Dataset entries
***

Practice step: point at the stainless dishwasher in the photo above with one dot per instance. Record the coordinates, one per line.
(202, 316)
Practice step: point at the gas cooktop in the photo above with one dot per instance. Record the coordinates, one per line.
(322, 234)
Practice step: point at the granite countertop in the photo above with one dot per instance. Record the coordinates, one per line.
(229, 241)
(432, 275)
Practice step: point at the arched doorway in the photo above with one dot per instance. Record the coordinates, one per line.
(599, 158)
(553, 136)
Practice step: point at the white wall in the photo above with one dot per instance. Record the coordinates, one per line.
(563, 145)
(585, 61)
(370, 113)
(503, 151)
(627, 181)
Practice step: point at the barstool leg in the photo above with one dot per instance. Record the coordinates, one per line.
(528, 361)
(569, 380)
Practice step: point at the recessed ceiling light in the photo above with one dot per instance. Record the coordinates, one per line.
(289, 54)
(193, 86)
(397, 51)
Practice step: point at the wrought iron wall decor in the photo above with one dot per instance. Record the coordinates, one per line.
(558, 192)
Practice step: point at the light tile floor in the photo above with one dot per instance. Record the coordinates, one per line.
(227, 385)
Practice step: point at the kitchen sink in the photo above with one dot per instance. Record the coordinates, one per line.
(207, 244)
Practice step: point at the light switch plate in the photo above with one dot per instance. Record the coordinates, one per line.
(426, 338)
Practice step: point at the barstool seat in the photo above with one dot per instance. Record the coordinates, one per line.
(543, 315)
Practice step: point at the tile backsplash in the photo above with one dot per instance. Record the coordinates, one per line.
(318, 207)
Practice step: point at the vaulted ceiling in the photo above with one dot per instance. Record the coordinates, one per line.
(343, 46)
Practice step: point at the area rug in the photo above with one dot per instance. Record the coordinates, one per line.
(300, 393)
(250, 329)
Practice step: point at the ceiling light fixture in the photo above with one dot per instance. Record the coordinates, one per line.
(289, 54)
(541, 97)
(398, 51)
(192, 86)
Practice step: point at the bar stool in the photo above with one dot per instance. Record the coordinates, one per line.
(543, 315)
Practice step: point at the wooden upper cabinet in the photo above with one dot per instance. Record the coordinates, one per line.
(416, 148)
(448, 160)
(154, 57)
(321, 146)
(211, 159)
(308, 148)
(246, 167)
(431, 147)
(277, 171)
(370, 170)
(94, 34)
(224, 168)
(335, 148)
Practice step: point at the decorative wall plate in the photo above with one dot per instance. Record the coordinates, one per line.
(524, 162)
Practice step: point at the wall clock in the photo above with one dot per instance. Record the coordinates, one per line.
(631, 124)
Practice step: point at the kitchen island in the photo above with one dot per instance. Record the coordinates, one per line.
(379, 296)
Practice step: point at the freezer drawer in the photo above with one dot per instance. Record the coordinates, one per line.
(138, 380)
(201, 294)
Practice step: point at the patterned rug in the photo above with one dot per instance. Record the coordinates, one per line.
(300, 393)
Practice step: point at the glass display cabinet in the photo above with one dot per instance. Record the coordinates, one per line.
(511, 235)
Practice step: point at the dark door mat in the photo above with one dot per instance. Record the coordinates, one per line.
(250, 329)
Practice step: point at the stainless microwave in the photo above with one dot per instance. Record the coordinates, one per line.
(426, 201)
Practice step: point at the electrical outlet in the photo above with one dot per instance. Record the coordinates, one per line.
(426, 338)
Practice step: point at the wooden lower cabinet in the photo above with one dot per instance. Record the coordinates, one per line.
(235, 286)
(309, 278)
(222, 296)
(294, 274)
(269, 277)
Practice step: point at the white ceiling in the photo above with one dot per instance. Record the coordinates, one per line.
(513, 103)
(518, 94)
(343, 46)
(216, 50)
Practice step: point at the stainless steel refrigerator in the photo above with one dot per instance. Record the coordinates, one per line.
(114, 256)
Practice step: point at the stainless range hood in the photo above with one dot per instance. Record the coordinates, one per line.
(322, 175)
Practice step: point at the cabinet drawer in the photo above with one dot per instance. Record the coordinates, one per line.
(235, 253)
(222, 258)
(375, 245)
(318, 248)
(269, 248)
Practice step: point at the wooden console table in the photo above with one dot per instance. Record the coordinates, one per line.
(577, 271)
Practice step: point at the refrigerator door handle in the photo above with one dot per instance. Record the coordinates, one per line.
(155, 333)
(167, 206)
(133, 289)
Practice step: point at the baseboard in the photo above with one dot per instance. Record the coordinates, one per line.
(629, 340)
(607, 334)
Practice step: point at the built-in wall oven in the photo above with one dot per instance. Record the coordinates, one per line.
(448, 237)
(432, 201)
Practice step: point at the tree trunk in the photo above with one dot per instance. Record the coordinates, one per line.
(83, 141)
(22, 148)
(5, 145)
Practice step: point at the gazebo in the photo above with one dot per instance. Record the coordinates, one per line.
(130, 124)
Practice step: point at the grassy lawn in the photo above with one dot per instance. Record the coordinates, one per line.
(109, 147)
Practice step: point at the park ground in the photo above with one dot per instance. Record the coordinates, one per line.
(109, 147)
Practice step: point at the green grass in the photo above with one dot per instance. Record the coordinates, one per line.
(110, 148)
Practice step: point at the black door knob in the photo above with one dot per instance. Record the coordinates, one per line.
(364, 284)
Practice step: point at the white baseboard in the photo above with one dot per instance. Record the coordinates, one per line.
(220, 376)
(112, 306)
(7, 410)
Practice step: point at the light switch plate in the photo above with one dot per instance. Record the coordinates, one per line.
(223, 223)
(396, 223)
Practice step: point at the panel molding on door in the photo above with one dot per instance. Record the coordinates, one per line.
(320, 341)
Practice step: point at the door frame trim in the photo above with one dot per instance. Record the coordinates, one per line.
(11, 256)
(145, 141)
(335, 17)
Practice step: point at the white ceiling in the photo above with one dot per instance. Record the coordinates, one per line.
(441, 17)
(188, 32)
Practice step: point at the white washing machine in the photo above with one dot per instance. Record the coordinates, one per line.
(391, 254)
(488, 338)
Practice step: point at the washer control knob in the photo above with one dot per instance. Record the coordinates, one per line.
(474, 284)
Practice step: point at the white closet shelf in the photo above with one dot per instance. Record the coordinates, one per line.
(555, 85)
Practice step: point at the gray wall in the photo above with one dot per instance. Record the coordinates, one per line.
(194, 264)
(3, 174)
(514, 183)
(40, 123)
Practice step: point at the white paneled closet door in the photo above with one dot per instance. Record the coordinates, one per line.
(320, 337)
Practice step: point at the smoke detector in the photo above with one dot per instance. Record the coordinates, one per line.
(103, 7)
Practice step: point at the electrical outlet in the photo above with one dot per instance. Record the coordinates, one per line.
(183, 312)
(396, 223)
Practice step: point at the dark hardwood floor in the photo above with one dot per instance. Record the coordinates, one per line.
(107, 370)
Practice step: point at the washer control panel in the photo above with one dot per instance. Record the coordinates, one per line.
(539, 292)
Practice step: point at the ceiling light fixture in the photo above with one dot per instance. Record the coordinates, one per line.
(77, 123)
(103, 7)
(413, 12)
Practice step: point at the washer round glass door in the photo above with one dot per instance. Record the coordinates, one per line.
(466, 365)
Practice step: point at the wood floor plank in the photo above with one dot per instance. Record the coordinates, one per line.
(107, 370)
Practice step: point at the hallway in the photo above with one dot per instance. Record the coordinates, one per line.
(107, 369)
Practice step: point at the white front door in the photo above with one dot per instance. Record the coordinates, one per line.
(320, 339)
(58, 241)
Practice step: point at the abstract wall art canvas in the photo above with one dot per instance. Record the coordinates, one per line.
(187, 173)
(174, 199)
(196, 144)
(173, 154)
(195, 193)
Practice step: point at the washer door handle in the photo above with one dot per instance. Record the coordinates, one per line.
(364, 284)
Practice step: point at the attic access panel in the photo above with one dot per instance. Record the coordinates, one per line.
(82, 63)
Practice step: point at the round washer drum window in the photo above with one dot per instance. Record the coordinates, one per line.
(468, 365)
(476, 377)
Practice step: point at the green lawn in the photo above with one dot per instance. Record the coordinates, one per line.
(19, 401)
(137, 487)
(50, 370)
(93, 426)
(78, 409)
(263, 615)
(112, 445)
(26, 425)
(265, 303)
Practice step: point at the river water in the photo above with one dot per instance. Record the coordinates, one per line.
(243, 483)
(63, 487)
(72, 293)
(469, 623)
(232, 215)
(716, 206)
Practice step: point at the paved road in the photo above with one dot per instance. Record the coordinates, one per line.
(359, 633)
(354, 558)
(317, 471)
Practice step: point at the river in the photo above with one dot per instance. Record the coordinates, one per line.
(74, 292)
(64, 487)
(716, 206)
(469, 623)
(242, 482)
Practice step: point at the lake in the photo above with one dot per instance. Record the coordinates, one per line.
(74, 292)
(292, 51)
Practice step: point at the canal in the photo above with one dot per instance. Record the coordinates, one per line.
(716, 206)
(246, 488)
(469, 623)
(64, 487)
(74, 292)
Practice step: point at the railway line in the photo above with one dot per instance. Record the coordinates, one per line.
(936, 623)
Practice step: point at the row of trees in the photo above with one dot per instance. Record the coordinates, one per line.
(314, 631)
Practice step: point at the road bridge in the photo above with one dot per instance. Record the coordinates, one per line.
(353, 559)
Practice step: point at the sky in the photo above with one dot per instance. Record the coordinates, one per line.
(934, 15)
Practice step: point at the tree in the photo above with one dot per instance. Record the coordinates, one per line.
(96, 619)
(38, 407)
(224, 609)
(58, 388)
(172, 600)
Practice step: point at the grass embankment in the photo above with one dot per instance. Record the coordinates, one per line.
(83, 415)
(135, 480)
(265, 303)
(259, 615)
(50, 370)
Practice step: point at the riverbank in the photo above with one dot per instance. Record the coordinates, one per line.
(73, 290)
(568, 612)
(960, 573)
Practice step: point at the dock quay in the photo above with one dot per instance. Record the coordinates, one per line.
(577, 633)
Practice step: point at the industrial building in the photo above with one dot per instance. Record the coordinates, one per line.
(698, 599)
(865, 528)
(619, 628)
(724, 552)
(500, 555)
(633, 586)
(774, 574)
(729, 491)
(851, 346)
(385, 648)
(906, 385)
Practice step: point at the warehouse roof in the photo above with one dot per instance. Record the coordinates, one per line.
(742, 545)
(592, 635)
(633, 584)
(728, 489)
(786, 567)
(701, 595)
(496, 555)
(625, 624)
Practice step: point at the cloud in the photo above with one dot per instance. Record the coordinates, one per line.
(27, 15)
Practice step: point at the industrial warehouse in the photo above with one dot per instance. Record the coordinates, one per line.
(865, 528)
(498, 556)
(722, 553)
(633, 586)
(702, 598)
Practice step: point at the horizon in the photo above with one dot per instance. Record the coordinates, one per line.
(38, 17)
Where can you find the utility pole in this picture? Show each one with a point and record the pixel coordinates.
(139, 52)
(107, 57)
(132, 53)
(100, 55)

***

* **TASK GOAL**
Lines from the one containing "Practice step: point at the row" to the end of the data are to be printed exactly, including the first and last.

* **RESPONSE FOR THIS EXERCISE**
Practice step: point at the row of trees in the photo above with one dot per instance. Record the coordinates, one per line.
(314, 631)
Practice step: point at the road bridge in the photo above with one dot per instance. Record the coordinates, one per line.
(353, 559)
Practice step: point at the sky in the photo above with one dot per instance. Record the coordinates, one per line.
(934, 15)
Practice step: point at the tree in the photo above with one dot per instance. Record the coordinates, one per line.
(96, 619)
(38, 407)
(224, 609)
(58, 388)
(172, 600)
Practice step: point at the grass embankment in the photo above with one dot per instance. Record the coordinates, one per line.
(83, 415)
(135, 480)
(265, 303)
(259, 615)
(50, 370)
Practice step: point at the riverbank in the photo above with one dot per instance. Record the coordinates, one per line.
(73, 290)
(568, 612)
(960, 573)
Practice step: point at the dock quay in the photo above with one dot per instance. Record the coordinates, one per line.
(577, 633)
Practice step: point at the industrial building in the photo above with one dot per instance. Record the coordinates, one per line.
(698, 599)
(865, 528)
(619, 628)
(724, 552)
(500, 555)
(633, 586)
(774, 574)
(729, 491)
(851, 346)
(385, 648)
(906, 385)
Practice step: point at the warehouse roof in the photo above with one dot per instance. Record the coordinates, one per line.
(742, 545)
(592, 635)
(633, 584)
(728, 489)
(786, 567)
(701, 595)
(496, 555)
(625, 624)
Practice step: point at the cloud in the photo above with one dot per instance. Record the coordinates, one per line.
(27, 15)
Practice step: point at the industrial warehouse in the photo above with one dot per instance. Record the coordinates, one per line.
(865, 528)
(498, 556)
(722, 553)
(633, 586)
(702, 598)
Practice step: point at the horizon in the photo above with one dot per instance. Record the coordinates, one per line.
(38, 17)
Where can you find the utility pole in this picture? Show each one with a point and record the pixel coordinates.
(139, 52)
(107, 57)
(132, 53)
(100, 55)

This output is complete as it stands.